TASK PROMPT – Reproduce word for word the portion of the semiconductor sector preview below, from "Investment outlook" up to and including "the second quarter.".

SELECTED PASSAGE –
Preview
In focus: Semiconductor sector
The semiconductor sector remains in focus at the start of 2024, as selected stocks have rallied amid robust results and an improving outlook. The MSCI World Semiconductors and Semiconductor Equipment Index1 outperformed the global benchmark with a 9% gain in January 2024,2 following its 89% return in 2023.3 In Asia, performance was relatively mixed, but several stocks have similarly recorded sizable year-to-date gains.
We have a broadly constructive view of the semiconductor sector, where inventory issues are potentially easing and earnings growth looks set to improve over the next 12 months. However, stock selection and valuation discipline remain key, in our view.
Investment outlook
Market sentiment has improved materially. A year ago, there were significant concerns about a hard landing due to rising inflation, tightening monetary policy response and a looming energy crisis. So far in 2024, the markets have priced in a “soft-landing” scenario. Although the economy may continue to slow, any recession is likely to be mild, and it is anticipated that central banks will begin cutting interest rates by the second quarter.

DATA SUPPLIED –
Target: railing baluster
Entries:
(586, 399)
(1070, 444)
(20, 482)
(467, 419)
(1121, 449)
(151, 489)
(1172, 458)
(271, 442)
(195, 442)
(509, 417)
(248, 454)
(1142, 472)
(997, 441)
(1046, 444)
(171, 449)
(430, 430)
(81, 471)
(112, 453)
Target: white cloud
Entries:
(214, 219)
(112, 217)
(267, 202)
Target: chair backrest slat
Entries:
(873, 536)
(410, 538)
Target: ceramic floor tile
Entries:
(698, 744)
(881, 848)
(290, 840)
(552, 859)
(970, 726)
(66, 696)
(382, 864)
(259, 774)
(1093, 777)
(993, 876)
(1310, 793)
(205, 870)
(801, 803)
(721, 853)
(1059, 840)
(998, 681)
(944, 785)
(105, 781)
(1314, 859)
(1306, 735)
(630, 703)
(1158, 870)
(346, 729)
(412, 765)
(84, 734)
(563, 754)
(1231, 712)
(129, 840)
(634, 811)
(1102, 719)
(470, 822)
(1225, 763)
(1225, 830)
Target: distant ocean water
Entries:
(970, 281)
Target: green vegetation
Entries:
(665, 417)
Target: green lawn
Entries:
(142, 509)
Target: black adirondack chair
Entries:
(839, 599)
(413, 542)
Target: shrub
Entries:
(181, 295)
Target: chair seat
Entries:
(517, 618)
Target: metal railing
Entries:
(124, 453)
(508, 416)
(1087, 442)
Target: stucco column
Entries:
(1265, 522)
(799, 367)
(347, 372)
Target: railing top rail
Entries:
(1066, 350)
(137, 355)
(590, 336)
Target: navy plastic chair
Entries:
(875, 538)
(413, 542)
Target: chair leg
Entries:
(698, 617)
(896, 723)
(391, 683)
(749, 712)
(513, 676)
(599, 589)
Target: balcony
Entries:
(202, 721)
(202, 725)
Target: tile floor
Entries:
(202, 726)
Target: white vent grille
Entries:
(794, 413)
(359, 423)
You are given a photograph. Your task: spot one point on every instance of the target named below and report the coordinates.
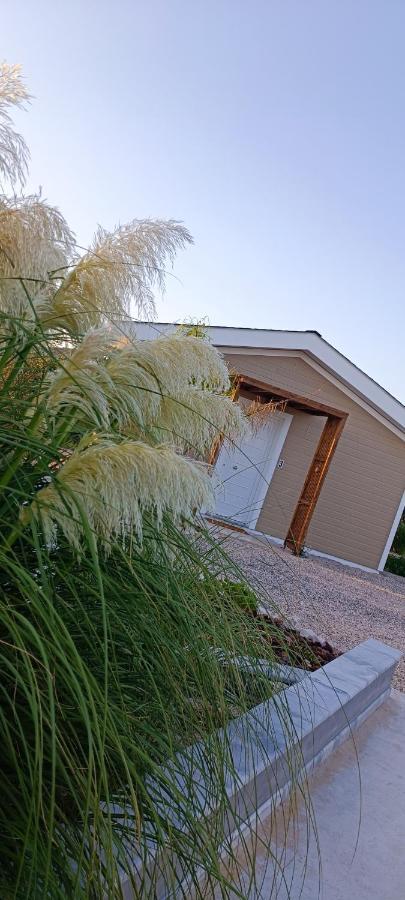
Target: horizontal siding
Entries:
(366, 479)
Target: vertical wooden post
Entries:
(313, 483)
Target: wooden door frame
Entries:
(322, 458)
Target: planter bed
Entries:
(324, 708)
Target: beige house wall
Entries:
(366, 479)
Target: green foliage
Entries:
(233, 593)
(395, 564)
(111, 605)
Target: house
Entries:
(326, 471)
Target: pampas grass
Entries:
(110, 603)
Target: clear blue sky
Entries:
(275, 130)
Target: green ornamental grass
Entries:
(113, 602)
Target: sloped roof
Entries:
(313, 345)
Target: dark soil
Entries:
(292, 648)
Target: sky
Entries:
(275, 129)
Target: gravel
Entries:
(340, 604)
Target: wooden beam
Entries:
(313, 483)
(271, 392)
(218, 440)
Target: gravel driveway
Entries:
(339, 603)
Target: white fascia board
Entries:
(310, 343)
(392, 533)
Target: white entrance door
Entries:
(244, 472)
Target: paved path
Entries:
(342, 604)
(357, 849)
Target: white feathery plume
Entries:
(115, 484)
(194, 421)
(81, 383)
(34, 240)
(121, 268)
(14, 153)
(149, 385)
(202, 364)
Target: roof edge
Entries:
(309, 342)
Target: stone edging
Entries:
(322, 710)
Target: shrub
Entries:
(110, 604)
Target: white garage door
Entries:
(244, 473)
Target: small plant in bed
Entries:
(110, 610)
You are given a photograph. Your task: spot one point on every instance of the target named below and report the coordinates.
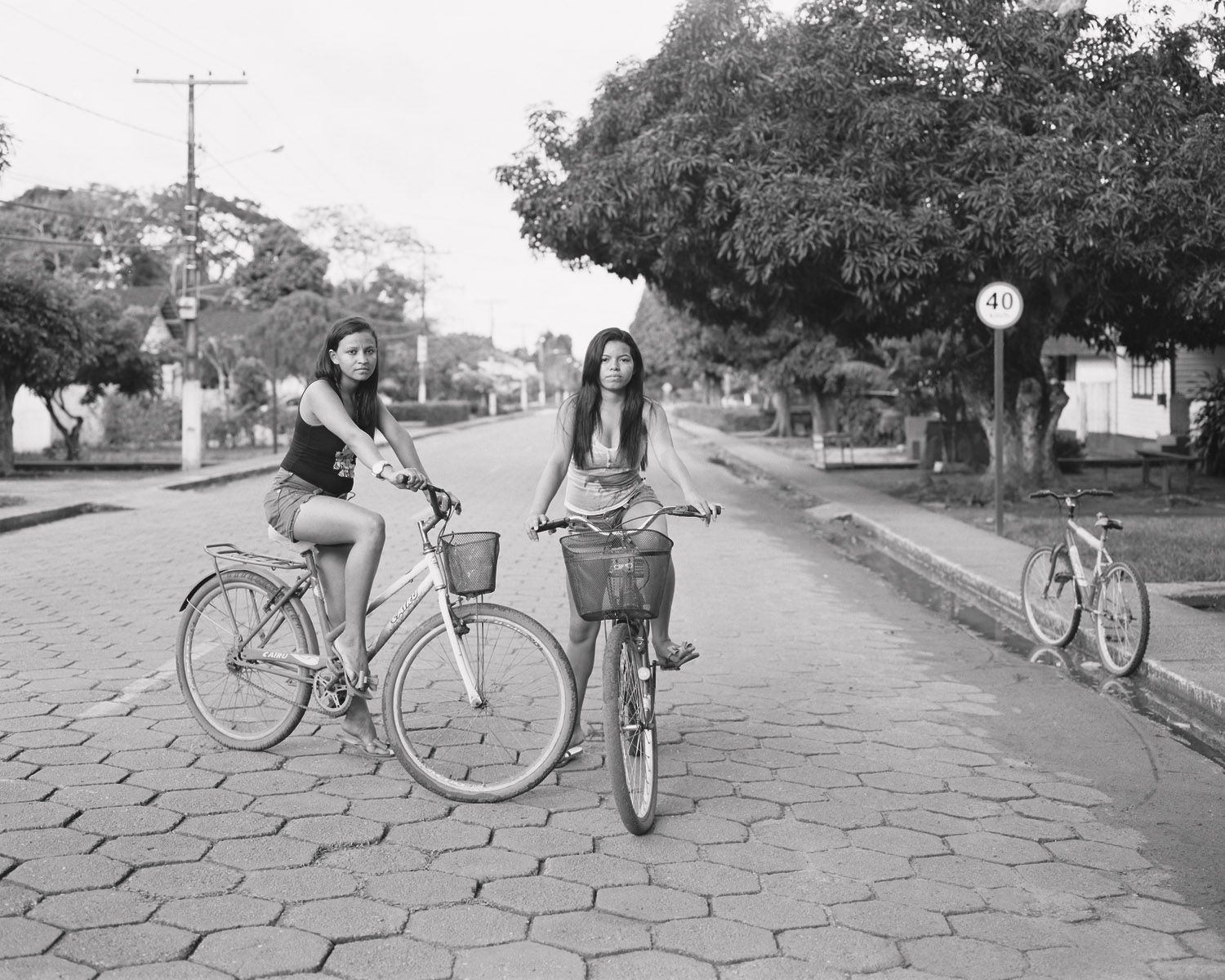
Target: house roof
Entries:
(1063, 347)
(227, 321)
(156, 301)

IN RESPONSE –
Investment outlook
Market sentiment has improved materially. A year ago, there were significant concerns about a hard landing due to rising inflation, tightening monetary policy response and a looming energy crisis. So far in 2024, the markets have priced in a “soft-landing” scenario. Although the economy may continue to slow, any recession is likely to be mild, and it is anticipated that central banks will begin cutting interest rates by the second quarter.